## Begin Document segment
There have been accusations that His Majesty's Government have not got an open mind on the subject. It has been suggested that we have a parti-pris, and the particular reason given for that suggestion is the evidence submitted by the Board of Trade which drew attention to certain economic facts which must be taken into account in applying any policy which involves interference with industry. In fact, I think the appointment of the Royal Commission is sufficient evidence that the Government have an open mind. The Board of Trade evidence, as submitted by the Second Secretary, was the evidence of one particular Government Department on one aspect of the problem before the Royal Commission which particularly concerned the Board of Trade, and I think that the paragraphs in the Board of Trade evidence to which most attention has been directed in this House and in the Press can be summed up in this way: It is said in effect that if regulation of the location of industry is found to be necessary for any reason, then care should be taken to ensure that the competitive power of the exporting industries is not thereby reduced, that the price of goods to home consumers is not thereby raised, and that industrialists are not discouraged from starting new enterprises. I do not think anybody in any quarter of the House will be inclined on careful reflection to deny the desirability, indeed the necessity, of taking care in those directions.
## End Document segment
● Parts of the exercise:
1/ Answer these questions about the parliamentary speech:
(a) What does the speaker say is sufficient evidence that the Government have an open mind?
(b) Who submitted the Board of Trade evidence?
(c) If regulation of the location of industry is found necessary, what three things should care be taken to ensure?
2/ Update the entries below by replacing "white birch trunk" with "pale birch trunk" and leaving everything else unchanged.
## Begin Exercise input
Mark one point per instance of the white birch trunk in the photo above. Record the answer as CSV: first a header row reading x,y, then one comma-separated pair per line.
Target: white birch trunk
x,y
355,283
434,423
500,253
## End Exercise input
● Results in order:
1/
(a) The appointment of the Royal Commission.
(b) The Second Secretary.
(c) That the competitive power of the exporting industries is not reduced, that the price of goods to home consumers is not raised, and that industrialists are not discouraged from starting new enterprises.

2/
Mark one point per instance of the pale birch trunk in the photo above. Record the answer as CSV: first a header row reading x,y, then one comma-separated pair per line.
Target: pale birch trunk
x,y
355,283
434,423
500,253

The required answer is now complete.